**Passage shown:**
Wittenberg men’s volleyball makes great progress two years after two-win season

Team ties for MCVL regular-season championship

Nathan Matthews took over as head coach of the Wittenberg men’s volleyball program on the heels of a 2-15 season. When Matthews got the job in the summer of 2021, there were seven players on the roster.

“Basically when I got here, we were not in a great spot,” Matthews said. “From that point, we started talking about our goal of trying to win our conference and recruited guys pitching that vision even though we were really far off from it.”

Wittenberg improved to 11-17 and 4-4 in the conference in 2022, Matthews’ first season, and then took an even bigger step this spring, finishing 19-10 and 7-1 in the Midwest Collegiate Volleyball League. The nine-team conference includes one other North Coast Athletic Conference school, Wabash, and two other Ohio schools, Baldwin Wallace and Mount Union.

Wittenberg, Baldwin Wallace and Mount Union tied for first in the regular season. Wittenberg qualified for the MCVL tournament for the first time and lost to Baldwin Wallace in the first round on April 14.

Matthews was named the league’s coach of the year. Freshman outsider hitter Eli Halverson, a Hamilton Badin High School graduate, was named the MCVL Rookie of the Year and made the all-league first team along with senior outside hitter Tom Supan.

Matthews also credited two seniors who experienced lean years before finding success this season: middle blocker Dominic Melchiorre; and outside hitter Chris Goertz.

“Honestly, if they hadn’t stuck it out, I don’t even know if we’d have a program,” Matthews said.

Matthews rebuilt the program by convincing the recruits of what the program could be with the facilities Wittenberg has. With so few players on the roster when he started, he also sold recruits on the ability to play right away.

“I think those two guys just kind of bought into that vision of what they thought the program could be,” Matthews said, “and then obviously helped us take a big step towards getting us here this season.”

**Work required:**
Write out the passage of the volleyball article from "Wittenberg men’s volleyball makes" up to and including "on the roster.", word for word.

**Dataset:**
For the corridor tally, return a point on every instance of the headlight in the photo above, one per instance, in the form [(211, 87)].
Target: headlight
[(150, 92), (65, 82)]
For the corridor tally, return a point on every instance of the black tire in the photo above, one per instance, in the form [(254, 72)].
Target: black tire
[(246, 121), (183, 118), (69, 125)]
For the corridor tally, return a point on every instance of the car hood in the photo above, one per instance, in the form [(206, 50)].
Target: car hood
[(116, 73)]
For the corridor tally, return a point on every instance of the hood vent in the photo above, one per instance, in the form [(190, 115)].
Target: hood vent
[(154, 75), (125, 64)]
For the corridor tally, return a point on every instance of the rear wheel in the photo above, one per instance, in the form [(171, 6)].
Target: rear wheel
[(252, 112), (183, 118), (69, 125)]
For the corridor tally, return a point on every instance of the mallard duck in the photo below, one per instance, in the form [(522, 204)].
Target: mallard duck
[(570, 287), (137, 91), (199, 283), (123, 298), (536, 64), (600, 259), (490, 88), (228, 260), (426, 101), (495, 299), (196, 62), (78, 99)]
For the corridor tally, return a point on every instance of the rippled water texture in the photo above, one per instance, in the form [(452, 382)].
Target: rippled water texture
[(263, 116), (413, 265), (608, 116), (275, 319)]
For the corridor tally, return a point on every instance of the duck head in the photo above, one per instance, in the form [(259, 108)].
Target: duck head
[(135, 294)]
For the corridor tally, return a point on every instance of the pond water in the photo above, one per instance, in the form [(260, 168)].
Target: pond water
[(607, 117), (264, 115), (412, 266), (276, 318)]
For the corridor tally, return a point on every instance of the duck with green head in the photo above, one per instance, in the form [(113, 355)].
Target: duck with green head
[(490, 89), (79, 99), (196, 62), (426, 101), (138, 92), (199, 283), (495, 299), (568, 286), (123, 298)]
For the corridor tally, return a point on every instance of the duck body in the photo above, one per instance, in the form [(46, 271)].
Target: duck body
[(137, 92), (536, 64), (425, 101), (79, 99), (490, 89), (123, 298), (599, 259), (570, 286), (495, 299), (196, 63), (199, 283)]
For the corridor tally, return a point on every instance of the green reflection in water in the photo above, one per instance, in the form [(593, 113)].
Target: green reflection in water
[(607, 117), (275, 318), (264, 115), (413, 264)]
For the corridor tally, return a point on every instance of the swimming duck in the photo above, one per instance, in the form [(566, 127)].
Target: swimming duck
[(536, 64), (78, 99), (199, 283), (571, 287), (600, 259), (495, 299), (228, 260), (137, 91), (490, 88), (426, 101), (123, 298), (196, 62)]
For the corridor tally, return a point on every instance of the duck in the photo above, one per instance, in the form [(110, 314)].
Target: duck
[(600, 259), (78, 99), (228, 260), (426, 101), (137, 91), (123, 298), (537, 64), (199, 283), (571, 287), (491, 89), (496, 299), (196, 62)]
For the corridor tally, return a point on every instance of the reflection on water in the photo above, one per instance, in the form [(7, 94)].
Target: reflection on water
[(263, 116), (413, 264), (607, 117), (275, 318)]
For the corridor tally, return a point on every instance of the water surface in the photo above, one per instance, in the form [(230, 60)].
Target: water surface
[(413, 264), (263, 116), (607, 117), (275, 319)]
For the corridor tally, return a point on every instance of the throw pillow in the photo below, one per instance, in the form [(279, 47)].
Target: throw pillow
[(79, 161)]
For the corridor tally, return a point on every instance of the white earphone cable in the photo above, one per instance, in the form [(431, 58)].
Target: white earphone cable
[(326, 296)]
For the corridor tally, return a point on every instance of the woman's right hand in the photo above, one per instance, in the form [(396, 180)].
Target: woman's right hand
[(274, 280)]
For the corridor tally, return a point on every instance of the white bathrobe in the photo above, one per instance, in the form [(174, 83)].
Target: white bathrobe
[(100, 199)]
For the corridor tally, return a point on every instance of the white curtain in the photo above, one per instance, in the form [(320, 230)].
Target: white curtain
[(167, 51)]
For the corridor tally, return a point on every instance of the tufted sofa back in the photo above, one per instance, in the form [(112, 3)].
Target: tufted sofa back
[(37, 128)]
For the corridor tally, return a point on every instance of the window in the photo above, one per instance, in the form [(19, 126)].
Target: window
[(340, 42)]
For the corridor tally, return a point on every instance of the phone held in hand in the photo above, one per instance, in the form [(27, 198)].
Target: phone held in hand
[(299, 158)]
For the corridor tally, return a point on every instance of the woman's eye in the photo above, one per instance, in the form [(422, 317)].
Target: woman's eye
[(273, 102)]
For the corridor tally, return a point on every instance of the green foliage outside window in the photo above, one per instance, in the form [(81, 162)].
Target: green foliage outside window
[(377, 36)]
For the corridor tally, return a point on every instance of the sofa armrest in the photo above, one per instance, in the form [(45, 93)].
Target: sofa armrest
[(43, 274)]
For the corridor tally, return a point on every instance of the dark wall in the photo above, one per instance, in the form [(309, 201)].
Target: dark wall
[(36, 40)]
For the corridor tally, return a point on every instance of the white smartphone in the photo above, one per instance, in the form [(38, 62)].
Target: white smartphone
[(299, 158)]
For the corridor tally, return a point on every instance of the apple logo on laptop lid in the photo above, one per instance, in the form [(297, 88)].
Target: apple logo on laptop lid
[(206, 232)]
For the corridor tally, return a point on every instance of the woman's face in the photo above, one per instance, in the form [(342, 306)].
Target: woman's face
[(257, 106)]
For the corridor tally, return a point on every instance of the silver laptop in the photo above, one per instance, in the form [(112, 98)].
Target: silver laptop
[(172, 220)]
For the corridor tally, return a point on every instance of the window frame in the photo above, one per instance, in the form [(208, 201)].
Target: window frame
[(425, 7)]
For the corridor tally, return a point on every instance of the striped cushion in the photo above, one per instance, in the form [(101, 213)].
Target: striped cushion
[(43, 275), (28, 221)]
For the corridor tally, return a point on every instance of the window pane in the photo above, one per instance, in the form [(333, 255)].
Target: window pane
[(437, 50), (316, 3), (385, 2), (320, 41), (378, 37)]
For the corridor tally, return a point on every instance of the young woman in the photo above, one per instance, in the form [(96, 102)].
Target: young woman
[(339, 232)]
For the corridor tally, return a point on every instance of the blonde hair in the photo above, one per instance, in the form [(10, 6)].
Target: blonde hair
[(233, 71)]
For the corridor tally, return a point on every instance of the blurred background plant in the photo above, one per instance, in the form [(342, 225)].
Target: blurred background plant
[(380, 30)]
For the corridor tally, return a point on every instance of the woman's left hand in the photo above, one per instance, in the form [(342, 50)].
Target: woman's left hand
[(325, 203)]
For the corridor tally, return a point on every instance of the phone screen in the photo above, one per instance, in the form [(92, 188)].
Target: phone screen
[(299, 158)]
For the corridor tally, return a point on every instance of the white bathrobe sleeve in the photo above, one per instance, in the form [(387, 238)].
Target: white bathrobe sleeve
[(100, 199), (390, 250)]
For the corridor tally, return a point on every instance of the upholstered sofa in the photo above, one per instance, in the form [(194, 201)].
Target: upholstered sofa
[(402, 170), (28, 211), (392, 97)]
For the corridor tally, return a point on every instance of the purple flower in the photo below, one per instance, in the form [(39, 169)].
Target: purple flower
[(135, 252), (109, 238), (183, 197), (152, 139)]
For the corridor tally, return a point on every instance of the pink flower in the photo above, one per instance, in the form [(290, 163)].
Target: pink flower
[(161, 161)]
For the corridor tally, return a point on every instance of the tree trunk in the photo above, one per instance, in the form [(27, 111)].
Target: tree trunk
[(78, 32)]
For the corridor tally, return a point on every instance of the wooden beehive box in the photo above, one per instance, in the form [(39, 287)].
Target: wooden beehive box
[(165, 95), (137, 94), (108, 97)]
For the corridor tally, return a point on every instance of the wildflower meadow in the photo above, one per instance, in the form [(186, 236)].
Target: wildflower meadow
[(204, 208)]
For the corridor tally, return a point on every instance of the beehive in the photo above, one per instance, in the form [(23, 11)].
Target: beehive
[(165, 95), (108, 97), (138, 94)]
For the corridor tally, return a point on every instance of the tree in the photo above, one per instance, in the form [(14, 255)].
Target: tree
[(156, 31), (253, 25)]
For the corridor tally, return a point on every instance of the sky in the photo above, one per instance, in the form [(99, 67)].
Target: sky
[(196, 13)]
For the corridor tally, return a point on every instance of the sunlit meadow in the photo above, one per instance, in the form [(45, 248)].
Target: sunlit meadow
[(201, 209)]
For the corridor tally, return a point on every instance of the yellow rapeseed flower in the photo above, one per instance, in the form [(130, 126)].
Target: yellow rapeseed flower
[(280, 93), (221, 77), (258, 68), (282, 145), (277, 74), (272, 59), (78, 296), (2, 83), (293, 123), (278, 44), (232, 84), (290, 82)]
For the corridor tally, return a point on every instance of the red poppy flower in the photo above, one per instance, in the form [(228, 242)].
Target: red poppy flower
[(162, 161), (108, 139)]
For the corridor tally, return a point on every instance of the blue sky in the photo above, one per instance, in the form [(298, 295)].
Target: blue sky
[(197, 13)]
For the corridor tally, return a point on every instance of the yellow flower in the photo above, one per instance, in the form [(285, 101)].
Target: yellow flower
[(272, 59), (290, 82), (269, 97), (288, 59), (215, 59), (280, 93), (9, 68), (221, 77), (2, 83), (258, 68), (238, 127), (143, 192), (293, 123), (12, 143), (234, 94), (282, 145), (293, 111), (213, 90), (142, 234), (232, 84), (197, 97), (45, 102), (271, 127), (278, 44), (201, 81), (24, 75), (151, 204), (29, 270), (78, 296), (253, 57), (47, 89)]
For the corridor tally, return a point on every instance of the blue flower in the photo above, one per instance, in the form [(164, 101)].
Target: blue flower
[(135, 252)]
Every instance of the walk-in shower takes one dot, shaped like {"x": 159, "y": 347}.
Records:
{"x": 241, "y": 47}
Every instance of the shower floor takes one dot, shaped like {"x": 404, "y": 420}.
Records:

**Answer to this exercise:**
Wittenberg men’s volleyball makes great progress two years after two-win season

Team ties for MCVL regular-season championship

Nathan Matthews took over as head coach of the Wittenberg men’s volleyball program on the heels of a 2-15 season. When Matthews got the job in the summer of 2021, there were seven players on the roster.